_Extrait choisi_:

Emmanuel Kant, né en 1724 et mort en 1804, est un éminent philosophe du siècle des Lumières et grand penseur de la morale. Sa philosophie morale marque une véritable rupture avec la pensée traditionnelle et antique de la morale. Kant choisit de rejeter l’approche conséquentialiste de la morale consistant à évaluer la moralité d’une action en fonction de ses conséquences. Pour Kant, le caractère moral d’une action dépend uniquement de la motivation de celui qui commet l’action. L’important est de savoir s’il agit par devoir ou conformément au devoir, une nuance qu’il faudra que tu saches maîtriser !

Au cœur de la philosophie morale de Kant se trouve le fameux impératif catégorique kantien. Cet article vise à disséquer cette notion afin de comprendre en quoi réside exactement la moralité des actions.

 

I – La moralité kantienne ; une rupture avec la pensée traditionnelle

Avant Kant, les philosophies morales évaluent en grande majorité la moralité d’une action en fonction des conséquences de cette action. C’est cette approche que l’on peut qualifier de “conséquentialiste” : les conséquences de l’action prime sur l’intention qui motive l’action.

_Consignes_:
**A)** Pour chacune des affirmations suivantes, indiquez si elle concorde avec l'extrait sur la morale de Kant, en répondant par oui ou non et en citant les mots décisifs du texte. (i) Kant est mort en 1804. (ii) Kant adopte l'approche conséquentialiste de la morale. (iii) Avant Kant, la plupart des philosophies morales jugeaient une action d'après ses conséquences.
**B)** D'après l'extrait sur la morale de Kant, quelle notion se trouve au cœur de la philosophie morale de Kant ?
**C)** Relevez toutes les informations sur Kant que donne la première phrase de l'extrait sur la morale de Kant.

[Entrées d'annotation par coordonnées]
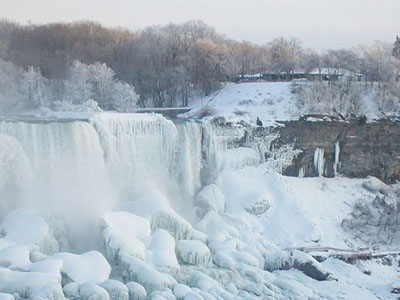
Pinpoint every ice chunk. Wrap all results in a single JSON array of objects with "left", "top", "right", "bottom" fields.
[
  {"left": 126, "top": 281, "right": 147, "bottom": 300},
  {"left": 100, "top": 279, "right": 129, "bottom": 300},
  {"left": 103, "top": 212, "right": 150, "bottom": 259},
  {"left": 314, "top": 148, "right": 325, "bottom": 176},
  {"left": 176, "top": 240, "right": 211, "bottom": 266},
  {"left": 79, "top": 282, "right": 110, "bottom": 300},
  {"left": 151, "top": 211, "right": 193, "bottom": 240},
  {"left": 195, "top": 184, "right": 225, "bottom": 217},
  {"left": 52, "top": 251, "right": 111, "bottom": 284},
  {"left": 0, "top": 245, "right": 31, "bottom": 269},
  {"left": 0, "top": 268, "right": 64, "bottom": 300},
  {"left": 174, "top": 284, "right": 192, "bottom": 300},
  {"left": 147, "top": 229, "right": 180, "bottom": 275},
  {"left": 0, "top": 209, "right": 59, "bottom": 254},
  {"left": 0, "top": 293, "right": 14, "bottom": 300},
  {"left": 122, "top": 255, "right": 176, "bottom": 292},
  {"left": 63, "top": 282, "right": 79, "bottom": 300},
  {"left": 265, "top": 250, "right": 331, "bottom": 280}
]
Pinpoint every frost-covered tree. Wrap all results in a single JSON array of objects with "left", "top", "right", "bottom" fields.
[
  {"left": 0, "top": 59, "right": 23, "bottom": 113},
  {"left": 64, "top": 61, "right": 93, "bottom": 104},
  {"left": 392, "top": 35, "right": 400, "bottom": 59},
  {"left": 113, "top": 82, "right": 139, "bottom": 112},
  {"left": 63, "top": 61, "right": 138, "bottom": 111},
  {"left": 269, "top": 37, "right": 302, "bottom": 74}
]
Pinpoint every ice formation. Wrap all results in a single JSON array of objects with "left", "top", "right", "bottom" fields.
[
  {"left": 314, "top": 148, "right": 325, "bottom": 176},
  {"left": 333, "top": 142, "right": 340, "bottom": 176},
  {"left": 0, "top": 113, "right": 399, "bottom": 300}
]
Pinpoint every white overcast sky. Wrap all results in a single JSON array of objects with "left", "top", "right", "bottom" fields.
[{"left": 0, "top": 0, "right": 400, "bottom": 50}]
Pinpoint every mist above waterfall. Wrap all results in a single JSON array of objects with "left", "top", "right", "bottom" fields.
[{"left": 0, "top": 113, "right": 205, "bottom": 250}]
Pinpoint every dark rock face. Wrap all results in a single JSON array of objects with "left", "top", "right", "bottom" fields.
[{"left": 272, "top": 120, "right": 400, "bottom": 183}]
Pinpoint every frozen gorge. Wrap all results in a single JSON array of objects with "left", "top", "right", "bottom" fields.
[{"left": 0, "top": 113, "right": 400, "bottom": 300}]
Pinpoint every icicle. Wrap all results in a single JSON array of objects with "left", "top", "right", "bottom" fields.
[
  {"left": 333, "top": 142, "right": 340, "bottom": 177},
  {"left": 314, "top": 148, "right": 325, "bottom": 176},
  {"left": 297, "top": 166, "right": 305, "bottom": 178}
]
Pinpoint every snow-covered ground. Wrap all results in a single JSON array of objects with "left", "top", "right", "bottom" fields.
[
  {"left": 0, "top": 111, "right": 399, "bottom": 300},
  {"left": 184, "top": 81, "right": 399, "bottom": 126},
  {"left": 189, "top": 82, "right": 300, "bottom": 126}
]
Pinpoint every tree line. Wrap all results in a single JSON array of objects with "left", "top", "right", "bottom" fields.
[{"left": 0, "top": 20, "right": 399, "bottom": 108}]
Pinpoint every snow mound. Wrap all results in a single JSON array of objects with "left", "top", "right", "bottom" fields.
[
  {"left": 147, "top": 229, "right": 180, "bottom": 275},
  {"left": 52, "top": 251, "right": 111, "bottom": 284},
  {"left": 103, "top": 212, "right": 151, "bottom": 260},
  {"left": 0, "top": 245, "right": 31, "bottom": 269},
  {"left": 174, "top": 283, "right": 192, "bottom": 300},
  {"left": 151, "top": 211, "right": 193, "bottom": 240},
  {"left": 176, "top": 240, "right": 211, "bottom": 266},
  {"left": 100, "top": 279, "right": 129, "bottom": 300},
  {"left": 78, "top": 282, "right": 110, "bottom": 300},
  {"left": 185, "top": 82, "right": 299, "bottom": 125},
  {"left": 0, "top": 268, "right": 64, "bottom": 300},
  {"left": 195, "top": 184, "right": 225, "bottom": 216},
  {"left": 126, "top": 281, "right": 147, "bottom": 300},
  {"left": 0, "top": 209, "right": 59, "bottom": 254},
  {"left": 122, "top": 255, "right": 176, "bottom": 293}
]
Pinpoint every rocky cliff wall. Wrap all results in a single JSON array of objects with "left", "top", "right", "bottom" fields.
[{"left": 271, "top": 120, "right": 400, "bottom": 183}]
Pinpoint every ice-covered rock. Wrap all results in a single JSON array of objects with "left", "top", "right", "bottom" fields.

_Réponses_:
**A)**
(i) Oui : « né en 1724 et mort en 1804 ».
(ii) Non : « Kant choisit de rejeter l’approche conséquentialiste de la morale ».
(iii) Oui : « Avant Kant, les philosophies morales évaluent en grande majorité la moralité d’une action en fonction des conséquences de cette action ».

**B)** Le fameux impératif catégorique kantien.

**C)**
- Né en 1724
- Mort en 1804
- Éminent philosophe du siècle des Lumières
- Grand penseur de la morale